• _SET PROBLEM_
Reproduce word for word the lines starting at the one that contains "of visitors carries" and ending at the final line of the rows below.
======== DATA LINES
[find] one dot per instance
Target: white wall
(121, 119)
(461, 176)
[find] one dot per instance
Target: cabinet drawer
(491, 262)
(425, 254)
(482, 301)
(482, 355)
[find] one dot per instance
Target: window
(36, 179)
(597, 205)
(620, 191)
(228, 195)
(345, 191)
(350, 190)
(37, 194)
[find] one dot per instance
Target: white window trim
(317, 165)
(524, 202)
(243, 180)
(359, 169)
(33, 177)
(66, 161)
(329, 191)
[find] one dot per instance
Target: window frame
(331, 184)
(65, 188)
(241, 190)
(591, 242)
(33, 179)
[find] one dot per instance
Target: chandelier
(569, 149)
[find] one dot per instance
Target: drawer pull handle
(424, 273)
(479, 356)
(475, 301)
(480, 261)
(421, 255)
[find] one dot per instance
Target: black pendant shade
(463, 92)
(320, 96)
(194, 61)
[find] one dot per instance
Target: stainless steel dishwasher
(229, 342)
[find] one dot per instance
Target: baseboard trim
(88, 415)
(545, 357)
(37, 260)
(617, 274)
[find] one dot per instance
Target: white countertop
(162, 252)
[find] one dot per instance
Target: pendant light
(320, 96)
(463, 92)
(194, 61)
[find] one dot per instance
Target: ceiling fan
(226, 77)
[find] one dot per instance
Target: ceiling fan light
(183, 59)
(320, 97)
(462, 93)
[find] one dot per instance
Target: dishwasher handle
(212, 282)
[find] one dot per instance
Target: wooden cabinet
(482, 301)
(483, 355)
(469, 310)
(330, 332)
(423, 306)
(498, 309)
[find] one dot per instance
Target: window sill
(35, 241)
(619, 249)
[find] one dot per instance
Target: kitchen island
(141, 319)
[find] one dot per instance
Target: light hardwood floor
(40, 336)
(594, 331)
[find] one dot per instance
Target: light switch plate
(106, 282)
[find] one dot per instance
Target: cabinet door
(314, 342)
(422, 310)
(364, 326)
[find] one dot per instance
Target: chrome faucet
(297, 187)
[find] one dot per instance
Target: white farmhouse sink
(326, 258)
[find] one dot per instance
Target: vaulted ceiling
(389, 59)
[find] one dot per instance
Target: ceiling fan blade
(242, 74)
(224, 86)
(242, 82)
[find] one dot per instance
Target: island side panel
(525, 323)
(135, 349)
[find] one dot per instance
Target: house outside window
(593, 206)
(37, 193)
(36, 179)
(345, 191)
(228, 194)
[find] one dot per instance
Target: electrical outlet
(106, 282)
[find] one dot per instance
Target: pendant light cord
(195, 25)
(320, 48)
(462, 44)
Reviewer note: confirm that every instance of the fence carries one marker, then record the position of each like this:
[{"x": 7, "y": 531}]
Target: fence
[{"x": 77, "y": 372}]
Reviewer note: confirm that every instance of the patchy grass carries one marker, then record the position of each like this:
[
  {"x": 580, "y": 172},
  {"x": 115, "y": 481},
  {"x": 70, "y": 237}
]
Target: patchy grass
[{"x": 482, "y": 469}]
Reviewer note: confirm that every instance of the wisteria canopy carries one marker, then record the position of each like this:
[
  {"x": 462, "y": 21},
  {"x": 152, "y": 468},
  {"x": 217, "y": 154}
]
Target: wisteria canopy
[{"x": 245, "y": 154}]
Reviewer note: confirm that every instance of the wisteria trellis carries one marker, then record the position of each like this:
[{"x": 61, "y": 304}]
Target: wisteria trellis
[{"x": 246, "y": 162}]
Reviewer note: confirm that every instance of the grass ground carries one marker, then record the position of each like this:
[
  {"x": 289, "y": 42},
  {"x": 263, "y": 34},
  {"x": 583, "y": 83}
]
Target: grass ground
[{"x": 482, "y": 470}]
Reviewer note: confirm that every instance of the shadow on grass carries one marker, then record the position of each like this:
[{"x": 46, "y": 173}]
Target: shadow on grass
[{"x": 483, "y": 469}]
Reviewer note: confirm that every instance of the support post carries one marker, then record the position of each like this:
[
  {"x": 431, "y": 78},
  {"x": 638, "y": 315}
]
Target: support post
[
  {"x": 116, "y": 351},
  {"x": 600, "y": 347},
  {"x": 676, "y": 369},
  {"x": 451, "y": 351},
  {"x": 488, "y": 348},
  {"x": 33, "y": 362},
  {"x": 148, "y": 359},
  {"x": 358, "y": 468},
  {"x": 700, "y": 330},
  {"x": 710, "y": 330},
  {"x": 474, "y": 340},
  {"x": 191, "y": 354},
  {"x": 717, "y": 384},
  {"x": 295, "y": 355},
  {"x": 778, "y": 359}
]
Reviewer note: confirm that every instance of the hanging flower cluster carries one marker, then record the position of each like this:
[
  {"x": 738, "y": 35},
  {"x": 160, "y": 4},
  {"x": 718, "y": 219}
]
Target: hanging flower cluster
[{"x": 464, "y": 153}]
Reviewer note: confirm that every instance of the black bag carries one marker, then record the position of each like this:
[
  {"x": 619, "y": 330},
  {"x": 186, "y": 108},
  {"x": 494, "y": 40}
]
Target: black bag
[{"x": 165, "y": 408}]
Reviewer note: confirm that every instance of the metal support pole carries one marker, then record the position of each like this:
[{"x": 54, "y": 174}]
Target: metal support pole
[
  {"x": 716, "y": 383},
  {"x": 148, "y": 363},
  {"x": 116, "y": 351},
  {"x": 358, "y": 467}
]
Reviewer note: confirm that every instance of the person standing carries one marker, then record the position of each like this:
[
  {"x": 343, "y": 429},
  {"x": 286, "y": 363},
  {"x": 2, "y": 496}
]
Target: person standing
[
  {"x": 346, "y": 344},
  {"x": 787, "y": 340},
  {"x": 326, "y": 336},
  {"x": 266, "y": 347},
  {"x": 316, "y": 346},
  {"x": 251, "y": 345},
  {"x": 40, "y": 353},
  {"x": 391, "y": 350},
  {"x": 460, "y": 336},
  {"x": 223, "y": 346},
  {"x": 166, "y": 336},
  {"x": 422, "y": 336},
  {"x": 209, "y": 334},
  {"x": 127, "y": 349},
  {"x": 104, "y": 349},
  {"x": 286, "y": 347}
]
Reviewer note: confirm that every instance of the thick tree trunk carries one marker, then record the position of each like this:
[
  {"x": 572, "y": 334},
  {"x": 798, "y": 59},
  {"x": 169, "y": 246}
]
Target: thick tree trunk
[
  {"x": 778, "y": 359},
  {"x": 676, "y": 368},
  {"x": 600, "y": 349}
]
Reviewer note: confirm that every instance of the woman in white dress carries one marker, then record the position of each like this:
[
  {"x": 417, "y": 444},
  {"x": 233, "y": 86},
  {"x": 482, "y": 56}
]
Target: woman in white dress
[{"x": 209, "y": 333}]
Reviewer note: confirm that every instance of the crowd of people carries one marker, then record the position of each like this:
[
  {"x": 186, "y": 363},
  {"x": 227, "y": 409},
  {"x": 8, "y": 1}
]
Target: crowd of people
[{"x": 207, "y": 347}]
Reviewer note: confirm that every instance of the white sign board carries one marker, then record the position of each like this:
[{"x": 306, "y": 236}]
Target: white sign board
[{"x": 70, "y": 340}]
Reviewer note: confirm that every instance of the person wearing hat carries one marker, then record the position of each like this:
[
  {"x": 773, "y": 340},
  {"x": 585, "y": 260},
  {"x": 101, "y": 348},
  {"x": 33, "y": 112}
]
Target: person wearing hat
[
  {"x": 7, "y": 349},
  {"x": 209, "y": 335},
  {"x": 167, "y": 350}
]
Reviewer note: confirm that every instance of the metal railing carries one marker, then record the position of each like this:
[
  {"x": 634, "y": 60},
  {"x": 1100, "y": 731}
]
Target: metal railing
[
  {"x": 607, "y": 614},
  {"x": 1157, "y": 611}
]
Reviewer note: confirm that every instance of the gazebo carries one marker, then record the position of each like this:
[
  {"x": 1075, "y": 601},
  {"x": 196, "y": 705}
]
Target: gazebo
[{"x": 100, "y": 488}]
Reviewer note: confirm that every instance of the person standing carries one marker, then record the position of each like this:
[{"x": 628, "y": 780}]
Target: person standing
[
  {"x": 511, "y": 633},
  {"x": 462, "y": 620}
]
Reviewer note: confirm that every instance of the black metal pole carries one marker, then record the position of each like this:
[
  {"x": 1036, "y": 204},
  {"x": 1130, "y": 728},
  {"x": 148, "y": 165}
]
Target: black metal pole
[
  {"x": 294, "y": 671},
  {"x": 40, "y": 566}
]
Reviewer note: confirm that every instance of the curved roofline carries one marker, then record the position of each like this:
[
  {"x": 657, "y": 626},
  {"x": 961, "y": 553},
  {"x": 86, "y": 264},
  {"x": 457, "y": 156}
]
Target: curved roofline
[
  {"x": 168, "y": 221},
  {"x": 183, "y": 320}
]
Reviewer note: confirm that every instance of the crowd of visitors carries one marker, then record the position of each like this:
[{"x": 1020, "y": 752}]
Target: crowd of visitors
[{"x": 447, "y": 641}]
================
• _RESPONSE TO THIS TASK_
Reviewer note: confirm that every instance of the crowd of visitors carries one marker, then record the position of each like this:
[{"x": 1020, "y": 752}]
Target: crowd of visitors
[{"x": 447, "y": 641}]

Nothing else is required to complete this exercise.